*Short problem*:
From the Provided text on Egypt's detention of Eritreans, extract the passage from "Egypt should stop" up to and including "2009, Human Rights Watch said.".

======== Provided text

Egypt should stop forcing detained Eritreans to sign repatriation forms and allow the United Nations High Commissioner for Refugees (UNHCR) to interview all detained Eritreans to identify refugees among them, Human Rights Watch said. According to UNHCR, it has already registered 40 of the group as refugees in Sudan and Ethiopia. The renewed deportations signal a return to Egypt’s mass deportations of Eritreans in 2008and 2009, Human Rights Watch said.

“Detaining Eritreans and then beating them to force them to sign ‘voluntary’ return papers can’t mask the fact that Egypt is about to commit refoulement, the forced return of refugees to likely persecution,” said Gerry Simpson, senior refugee researcher and advocate at Human Rights Watch. “Instead of ripping up refugee law, ignoring UNHCR, and beating migrants and refugees, Egypt should protect them.”

Eritrea, ruled by an extremely repressive government, requires all citizens under 50 to serve in the military indefinitely. Anyone of draft age leaving the country without permission is branded a deserter, risking five years in prison, often in inhumane conditions, as well as forced labor and torture. UNHCR considers that, in practice, the punishment for desertion or evasion is so severe and disproportionate that it constitutes persecution.

================
======== Raw data

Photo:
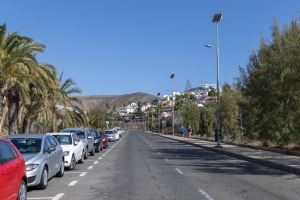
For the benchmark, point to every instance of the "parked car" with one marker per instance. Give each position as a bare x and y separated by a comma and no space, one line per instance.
111,135
119,131
13,181
86,137
72,146
97,140
117,135
104,139
44,157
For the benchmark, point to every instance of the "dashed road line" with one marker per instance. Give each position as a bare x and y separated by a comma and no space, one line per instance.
205,194
83,174
58,196
178,170
72,183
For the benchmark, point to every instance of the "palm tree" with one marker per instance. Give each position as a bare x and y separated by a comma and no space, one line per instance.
62,106
17,66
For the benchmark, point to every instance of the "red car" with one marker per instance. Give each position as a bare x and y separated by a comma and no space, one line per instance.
104,139
13,179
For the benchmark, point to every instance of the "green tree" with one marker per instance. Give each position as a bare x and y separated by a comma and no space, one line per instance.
229,112
18,66
271,86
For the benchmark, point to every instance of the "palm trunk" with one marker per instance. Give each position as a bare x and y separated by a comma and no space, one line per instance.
3,116
26,124
13,109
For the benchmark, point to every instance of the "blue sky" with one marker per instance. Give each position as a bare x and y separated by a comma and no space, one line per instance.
126,46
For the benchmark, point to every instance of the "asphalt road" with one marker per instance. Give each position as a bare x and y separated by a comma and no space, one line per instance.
144,166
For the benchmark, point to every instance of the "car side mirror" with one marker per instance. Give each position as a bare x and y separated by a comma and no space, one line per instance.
51,149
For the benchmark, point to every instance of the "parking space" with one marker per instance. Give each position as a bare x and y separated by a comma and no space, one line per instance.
64,188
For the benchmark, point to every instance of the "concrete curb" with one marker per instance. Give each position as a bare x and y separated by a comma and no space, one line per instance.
273,165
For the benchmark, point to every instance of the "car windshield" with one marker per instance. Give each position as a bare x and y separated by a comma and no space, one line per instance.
63,139
27,145
80,134
94,134
109,132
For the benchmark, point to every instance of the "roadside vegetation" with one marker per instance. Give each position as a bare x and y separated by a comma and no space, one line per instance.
263,103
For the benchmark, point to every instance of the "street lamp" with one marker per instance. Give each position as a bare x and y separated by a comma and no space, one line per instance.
158,124
216,19
172,77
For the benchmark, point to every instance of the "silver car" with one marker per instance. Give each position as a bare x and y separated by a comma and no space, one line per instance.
44,157
86,137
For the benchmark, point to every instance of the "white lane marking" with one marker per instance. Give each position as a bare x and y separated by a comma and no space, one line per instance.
58,196
83,174
72,183
206,195
178,170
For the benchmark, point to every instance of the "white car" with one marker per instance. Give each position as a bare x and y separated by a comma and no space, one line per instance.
119,131
111,135
72,146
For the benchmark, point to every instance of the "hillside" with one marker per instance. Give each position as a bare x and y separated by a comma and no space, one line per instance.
119,100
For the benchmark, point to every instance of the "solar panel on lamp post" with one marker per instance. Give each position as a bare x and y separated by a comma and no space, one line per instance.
216,19
172,77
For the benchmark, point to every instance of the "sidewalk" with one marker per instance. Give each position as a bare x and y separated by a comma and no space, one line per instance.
279,161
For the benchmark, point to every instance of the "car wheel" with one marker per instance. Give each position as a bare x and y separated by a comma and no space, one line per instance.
82,158
22,194
92,152
86,154
73,163
61,171
44,179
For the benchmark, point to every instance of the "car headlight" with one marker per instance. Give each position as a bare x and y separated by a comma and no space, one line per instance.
31,167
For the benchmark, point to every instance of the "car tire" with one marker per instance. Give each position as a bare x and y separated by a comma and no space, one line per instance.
86,154
81,161
61,171
22,193
44,179
92,153
73,163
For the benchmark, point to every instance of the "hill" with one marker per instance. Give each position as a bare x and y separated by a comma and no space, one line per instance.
119,100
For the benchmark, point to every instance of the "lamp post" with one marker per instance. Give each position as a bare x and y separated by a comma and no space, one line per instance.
216,19
172,77
158,122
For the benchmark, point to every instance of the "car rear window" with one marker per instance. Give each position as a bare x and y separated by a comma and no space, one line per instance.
27,145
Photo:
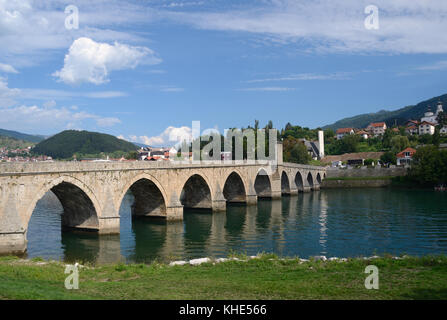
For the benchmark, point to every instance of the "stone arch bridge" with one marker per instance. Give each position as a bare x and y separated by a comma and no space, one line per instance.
91,192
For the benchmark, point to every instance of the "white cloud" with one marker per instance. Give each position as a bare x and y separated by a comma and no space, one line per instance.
440,65
28,29
107,122
169,137
41,119
416,26
268,89
50,94
306,77
90,61
7,68
7,94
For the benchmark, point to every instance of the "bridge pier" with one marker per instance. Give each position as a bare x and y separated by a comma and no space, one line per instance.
251,199
109,225
12,242
219,205
293,192
276,195
174,213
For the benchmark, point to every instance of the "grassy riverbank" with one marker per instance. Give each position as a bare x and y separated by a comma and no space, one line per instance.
360,178
267,277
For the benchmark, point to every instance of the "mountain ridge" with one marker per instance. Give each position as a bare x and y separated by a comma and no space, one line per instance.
69,142
399,116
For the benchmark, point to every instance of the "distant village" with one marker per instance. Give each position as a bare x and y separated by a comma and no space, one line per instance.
20,155
426,125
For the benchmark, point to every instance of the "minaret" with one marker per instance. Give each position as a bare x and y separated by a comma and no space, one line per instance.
439,109
321,143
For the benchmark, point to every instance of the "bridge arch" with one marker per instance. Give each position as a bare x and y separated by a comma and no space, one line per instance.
310,180
263,186
234,189
150,196
81,207
285,184
196,192
299,181
318,178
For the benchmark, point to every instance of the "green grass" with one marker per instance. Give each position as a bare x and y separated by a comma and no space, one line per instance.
360,178
265,278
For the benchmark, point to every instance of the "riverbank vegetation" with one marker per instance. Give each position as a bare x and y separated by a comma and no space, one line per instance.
428,169
266,277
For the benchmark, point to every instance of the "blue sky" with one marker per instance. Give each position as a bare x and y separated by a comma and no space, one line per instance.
144,70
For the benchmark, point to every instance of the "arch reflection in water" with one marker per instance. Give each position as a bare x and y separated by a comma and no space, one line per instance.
341,223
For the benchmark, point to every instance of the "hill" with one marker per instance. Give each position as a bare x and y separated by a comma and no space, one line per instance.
66,143
399,116
13,143
21,136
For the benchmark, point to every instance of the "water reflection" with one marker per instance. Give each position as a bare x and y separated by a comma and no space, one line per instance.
329,222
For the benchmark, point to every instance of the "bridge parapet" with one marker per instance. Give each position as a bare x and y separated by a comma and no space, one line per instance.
91,192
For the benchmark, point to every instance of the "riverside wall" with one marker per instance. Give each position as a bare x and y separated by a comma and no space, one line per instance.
355,174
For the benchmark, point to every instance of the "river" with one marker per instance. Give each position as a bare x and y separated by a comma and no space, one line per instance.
335,222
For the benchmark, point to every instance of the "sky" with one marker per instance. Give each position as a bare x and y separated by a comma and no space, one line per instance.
144,70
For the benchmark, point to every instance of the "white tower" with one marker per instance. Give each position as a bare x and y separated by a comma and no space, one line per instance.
321,144
439,109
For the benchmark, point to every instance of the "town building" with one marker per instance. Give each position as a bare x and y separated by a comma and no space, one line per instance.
376,128
426,127
432,117
343,132
405,157
363,134
412,130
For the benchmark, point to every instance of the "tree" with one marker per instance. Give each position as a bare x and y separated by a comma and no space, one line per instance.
132,155
429,166
442,119
388,158
299,154
436,138
399,143
295,151
348,144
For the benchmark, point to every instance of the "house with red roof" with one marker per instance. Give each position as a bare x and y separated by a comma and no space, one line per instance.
376,128
405,157
426,127
344,131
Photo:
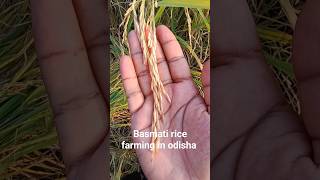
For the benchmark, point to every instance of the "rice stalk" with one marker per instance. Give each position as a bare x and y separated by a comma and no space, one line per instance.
144,25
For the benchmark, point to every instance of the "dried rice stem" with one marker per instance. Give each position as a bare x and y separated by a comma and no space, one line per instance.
146,31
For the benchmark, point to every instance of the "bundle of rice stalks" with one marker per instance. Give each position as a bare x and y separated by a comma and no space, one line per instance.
144,25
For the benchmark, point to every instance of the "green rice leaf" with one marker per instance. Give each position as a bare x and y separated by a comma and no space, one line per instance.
202,4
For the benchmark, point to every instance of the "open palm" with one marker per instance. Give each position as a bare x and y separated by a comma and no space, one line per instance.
187,112
256,134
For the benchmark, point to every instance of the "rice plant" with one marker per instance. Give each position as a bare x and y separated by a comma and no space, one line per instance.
28,141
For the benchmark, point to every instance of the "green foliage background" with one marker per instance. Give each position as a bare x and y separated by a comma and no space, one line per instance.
28,141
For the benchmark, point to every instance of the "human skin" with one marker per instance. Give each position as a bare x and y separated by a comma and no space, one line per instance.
187,112
256,135
71,44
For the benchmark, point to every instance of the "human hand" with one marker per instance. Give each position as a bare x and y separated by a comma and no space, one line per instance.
187,112
256,134
71,43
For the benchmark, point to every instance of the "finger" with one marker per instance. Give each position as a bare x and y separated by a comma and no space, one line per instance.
178,65
138,61
93,23
240,75
205,77
131,85
73,93
306,57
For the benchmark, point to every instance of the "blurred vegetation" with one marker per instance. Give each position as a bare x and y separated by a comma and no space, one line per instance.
124,162
28,141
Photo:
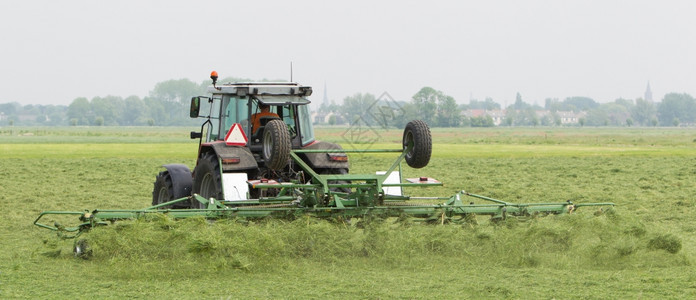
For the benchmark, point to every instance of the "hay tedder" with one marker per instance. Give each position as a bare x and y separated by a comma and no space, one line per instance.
258,158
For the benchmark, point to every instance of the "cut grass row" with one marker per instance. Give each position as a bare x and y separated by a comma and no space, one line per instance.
625,254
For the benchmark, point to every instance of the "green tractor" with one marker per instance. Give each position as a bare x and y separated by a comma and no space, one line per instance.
258,158
249,132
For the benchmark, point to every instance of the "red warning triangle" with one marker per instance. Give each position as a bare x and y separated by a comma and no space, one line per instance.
235,136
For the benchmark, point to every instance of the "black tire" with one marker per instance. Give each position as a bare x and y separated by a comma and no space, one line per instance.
163,190
276,144
207,180
417,138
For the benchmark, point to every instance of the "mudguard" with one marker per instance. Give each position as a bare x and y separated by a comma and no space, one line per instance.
182,181
246,159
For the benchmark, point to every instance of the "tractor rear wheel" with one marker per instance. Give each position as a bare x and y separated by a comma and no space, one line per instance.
164,189
419,142
276,144
207,180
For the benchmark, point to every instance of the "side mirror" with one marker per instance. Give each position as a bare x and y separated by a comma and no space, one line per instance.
195,107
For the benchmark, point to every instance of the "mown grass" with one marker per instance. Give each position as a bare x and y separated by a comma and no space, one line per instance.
643,248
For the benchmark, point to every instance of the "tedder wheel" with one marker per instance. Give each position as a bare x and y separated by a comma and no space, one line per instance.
276,144
419,142
207,180
164,189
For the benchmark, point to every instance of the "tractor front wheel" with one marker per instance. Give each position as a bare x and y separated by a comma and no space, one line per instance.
276,144
419,143
207,180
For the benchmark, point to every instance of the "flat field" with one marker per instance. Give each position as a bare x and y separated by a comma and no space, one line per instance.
644,248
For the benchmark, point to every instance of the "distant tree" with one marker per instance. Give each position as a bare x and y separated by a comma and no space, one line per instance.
108,108
577,104
135,112
447,112
482,121
681,107
79,110
597,117
426,103
488,104
519,103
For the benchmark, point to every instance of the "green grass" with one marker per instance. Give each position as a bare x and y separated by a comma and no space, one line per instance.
644,248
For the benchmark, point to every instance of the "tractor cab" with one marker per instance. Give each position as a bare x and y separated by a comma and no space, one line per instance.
252,106
251,132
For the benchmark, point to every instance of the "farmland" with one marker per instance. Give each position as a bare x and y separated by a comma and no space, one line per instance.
644,248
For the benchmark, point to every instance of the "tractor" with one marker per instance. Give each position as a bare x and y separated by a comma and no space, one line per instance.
225,166
258,157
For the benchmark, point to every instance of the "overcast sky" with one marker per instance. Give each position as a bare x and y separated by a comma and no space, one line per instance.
55,51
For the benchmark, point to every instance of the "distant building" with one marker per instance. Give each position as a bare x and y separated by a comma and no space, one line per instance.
497,115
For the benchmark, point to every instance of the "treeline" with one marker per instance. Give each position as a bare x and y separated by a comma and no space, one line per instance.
167,105
441,110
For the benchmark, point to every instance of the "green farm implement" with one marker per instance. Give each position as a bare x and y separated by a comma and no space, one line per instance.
258,158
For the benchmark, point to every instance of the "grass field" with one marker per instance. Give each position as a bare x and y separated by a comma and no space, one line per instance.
644,248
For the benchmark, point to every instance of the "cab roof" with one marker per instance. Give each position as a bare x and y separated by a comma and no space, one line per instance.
266,90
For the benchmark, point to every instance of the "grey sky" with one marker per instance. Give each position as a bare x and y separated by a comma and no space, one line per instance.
55,51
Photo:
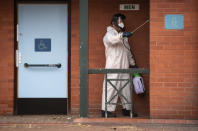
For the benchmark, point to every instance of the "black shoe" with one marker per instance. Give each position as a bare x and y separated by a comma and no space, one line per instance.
109,114
126,112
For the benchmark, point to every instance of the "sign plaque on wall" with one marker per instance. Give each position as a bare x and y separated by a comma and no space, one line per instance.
129,7
174,21
42,45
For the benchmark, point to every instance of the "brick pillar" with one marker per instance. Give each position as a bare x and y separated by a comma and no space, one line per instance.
6,57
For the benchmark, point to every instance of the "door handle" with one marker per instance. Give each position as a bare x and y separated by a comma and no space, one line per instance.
26,65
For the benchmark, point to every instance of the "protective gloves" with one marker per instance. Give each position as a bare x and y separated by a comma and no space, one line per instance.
127,34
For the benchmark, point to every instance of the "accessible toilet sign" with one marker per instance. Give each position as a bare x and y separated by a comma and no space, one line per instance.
174,21
129,7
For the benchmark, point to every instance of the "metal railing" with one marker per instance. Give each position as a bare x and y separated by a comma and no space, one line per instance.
128,81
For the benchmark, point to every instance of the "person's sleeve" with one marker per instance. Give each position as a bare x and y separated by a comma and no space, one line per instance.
112,38
130,56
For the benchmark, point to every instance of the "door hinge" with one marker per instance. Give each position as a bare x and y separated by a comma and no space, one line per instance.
18,58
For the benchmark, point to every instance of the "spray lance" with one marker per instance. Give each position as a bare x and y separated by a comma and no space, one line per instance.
137,79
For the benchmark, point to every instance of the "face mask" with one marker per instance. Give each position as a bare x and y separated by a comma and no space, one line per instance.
121,25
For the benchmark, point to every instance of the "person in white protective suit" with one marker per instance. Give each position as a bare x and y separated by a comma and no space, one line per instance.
118,56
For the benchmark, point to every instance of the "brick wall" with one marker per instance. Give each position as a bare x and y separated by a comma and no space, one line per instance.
75,79
6,57
173,61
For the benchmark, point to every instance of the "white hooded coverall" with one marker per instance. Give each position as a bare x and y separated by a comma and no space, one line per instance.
117,57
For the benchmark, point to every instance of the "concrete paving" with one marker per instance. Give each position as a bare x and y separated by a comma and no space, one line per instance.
69,123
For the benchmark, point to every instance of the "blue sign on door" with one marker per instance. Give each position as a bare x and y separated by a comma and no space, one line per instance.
174,22
42,45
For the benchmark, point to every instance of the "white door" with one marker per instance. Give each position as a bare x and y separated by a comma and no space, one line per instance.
42,47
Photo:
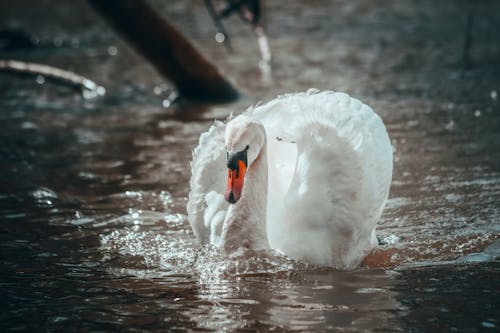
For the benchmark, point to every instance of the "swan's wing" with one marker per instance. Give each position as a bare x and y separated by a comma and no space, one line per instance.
341,175
206,206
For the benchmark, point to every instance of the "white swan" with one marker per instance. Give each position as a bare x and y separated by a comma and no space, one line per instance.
307,174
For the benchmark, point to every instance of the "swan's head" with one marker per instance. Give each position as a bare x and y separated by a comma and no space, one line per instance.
244,140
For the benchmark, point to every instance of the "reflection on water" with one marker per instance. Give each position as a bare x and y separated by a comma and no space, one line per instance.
92,199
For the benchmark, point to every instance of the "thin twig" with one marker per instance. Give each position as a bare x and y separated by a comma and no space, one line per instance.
55,73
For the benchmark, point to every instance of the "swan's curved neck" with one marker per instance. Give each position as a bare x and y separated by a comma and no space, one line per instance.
245,223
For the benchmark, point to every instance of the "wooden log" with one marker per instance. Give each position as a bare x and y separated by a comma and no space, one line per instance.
169,52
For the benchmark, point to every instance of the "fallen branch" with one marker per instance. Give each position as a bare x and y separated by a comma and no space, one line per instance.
54,73
172,54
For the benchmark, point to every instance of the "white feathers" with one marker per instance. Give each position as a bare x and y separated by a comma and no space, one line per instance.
329,166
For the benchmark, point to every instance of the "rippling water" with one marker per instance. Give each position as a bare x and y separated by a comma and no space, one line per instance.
94,234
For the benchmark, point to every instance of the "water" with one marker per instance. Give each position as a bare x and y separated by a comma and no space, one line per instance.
94,234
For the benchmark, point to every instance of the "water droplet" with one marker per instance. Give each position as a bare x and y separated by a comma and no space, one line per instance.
28,125
220,37
450,125
157,90
487,324
493,95
40,79
112,50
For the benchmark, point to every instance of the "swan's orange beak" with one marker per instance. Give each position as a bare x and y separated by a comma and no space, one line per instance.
237,167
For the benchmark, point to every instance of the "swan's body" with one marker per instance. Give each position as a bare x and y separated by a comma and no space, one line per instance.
316,169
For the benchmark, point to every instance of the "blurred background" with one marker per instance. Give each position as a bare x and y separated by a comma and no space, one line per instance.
93,187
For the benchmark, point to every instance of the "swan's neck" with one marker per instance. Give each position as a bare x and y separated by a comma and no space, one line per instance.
245,223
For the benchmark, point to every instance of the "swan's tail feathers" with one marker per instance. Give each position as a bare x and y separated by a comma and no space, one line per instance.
342,171
207,180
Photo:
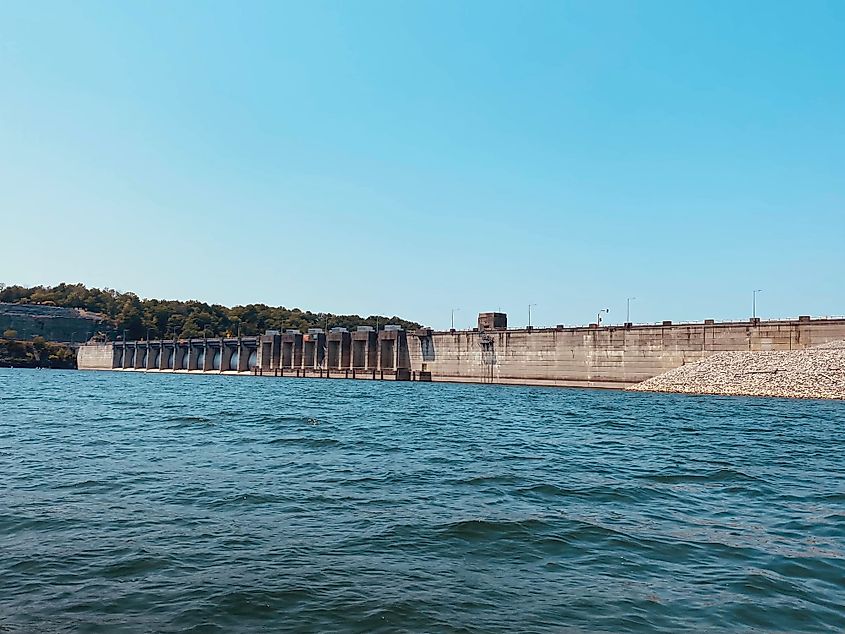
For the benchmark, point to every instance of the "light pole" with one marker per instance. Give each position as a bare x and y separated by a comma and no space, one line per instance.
529,314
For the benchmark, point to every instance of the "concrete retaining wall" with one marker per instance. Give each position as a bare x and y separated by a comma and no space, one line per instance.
590,357
95,356
600,357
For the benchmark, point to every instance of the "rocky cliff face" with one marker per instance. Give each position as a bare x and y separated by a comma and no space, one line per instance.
36,354
50,322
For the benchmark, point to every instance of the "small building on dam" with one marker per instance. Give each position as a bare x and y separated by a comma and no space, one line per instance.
583,356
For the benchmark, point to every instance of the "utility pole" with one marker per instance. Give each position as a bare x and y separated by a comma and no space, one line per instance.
628,311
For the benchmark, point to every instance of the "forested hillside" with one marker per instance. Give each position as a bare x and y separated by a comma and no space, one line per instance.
169,318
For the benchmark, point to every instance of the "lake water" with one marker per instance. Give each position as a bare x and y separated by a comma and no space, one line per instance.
141,502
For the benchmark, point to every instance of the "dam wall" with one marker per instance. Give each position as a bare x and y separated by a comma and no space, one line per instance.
612,356
590,356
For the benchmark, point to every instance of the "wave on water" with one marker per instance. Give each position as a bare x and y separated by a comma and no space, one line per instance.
264,505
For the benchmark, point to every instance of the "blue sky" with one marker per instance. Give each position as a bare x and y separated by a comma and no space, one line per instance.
408,158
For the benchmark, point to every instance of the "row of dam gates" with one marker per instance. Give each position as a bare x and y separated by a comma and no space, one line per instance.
584,356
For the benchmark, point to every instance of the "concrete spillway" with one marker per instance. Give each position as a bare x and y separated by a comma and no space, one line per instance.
591,356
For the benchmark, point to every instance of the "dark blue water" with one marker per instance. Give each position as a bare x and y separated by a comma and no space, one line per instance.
137,503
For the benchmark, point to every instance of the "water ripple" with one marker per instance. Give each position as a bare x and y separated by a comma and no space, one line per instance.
180,503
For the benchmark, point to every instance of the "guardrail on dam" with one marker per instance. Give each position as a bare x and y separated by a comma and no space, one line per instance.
586,356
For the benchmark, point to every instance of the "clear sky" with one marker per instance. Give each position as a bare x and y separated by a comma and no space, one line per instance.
411,157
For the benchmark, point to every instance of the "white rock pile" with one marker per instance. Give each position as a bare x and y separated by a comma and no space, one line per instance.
817,372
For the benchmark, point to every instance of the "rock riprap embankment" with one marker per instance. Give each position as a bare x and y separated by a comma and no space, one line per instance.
817,372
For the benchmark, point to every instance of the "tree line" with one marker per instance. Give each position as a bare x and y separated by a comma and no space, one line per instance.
156,319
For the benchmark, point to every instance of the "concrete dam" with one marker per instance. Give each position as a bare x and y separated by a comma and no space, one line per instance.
585,356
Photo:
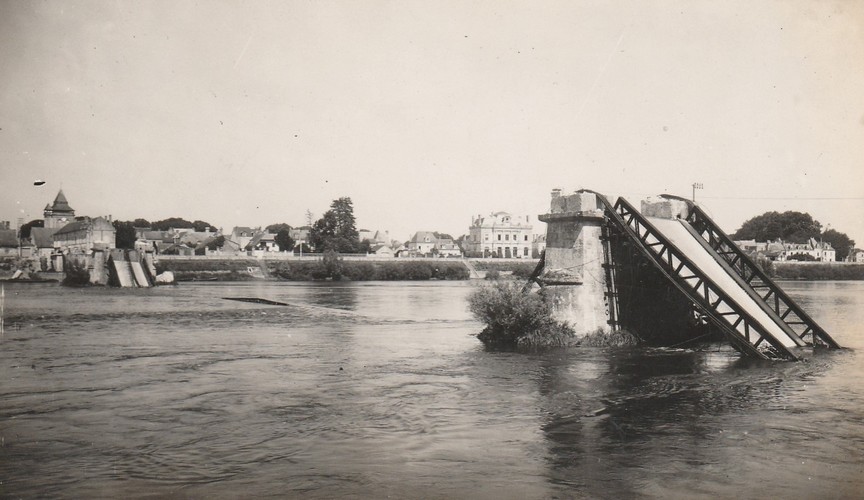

================

*Final result*:
Egypt should stop forcing detained Eritreans to sign repatriation forms and allow the United Nations High Commissioner for Refugees (UNHCR) to interview all detained Eritreans to identify refugees among them, Human Rights Watch said. According to UNHCR, it has already registered 40 of the group as refugees in Sudan and Ethiopia. The renewed deportations signal a return to Egypt’s mass deportations of Eritreans in 2008and 2009, Human Rights Watch said.